Aim of the task
In the material below, repeat only the lines from the one that holds "Would you be so kind as to locate the terminal" through the final line, exactly as they stand.

Record set
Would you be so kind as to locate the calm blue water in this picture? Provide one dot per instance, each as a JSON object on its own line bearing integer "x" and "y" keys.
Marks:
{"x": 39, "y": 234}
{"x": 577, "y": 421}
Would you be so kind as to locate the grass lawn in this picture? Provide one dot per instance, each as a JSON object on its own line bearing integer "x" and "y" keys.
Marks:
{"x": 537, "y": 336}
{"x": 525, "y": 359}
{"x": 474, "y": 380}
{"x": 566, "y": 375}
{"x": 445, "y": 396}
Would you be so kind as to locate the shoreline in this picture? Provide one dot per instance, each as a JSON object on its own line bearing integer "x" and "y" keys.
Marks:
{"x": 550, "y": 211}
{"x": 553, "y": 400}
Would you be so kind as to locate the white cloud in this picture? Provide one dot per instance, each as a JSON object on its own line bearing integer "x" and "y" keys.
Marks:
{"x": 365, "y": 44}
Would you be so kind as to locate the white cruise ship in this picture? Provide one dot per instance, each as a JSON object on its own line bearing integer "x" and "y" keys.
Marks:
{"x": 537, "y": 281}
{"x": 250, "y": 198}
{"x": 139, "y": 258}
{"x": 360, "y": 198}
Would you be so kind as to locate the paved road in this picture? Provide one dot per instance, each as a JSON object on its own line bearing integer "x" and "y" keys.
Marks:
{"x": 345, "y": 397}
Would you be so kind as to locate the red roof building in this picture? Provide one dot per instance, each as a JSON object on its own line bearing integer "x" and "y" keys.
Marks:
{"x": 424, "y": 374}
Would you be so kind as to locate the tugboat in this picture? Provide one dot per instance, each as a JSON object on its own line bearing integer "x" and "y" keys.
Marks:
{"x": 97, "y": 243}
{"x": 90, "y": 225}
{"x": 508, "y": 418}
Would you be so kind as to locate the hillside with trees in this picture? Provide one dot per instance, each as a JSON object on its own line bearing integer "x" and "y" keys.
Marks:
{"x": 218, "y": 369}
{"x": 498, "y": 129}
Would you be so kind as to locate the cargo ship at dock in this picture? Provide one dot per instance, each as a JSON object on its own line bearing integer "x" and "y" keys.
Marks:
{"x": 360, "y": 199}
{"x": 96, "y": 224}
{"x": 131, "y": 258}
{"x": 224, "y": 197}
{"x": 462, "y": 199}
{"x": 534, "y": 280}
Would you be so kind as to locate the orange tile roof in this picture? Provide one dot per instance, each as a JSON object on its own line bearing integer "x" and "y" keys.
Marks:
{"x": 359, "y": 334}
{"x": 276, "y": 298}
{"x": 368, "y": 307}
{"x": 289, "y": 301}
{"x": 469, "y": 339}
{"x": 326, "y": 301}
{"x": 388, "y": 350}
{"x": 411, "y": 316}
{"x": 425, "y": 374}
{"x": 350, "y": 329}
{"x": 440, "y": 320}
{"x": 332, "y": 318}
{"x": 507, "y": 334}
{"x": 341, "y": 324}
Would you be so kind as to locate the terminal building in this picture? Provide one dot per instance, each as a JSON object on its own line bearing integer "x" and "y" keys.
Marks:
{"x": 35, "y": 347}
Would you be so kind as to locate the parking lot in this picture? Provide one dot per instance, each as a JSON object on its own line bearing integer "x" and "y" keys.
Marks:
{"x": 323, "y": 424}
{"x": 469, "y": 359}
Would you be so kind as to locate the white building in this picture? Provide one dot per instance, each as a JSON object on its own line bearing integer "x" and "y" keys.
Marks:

Completed task
Would you be so kind as to locate the terminal building in this picture? Provide one dot per instance, each as a JSON object on its own line bearing integer "x" and "y" keys.
Marks:
{"x": 35, "y": 347}
Would you be so kind as to locate the parking lot in this picture? Provide one dot per instance, each as a JSON object on its own line bearing integer "x" and "y" keys.
Marks:
{"x": 323, "y": 424}
{"x": 469, "y": 359}
Would you be so kind as to locate the white building in this picture? Provide one dot per instance, each as a JSON object on its own line bearing integer "x" and "y" keys.
Marks:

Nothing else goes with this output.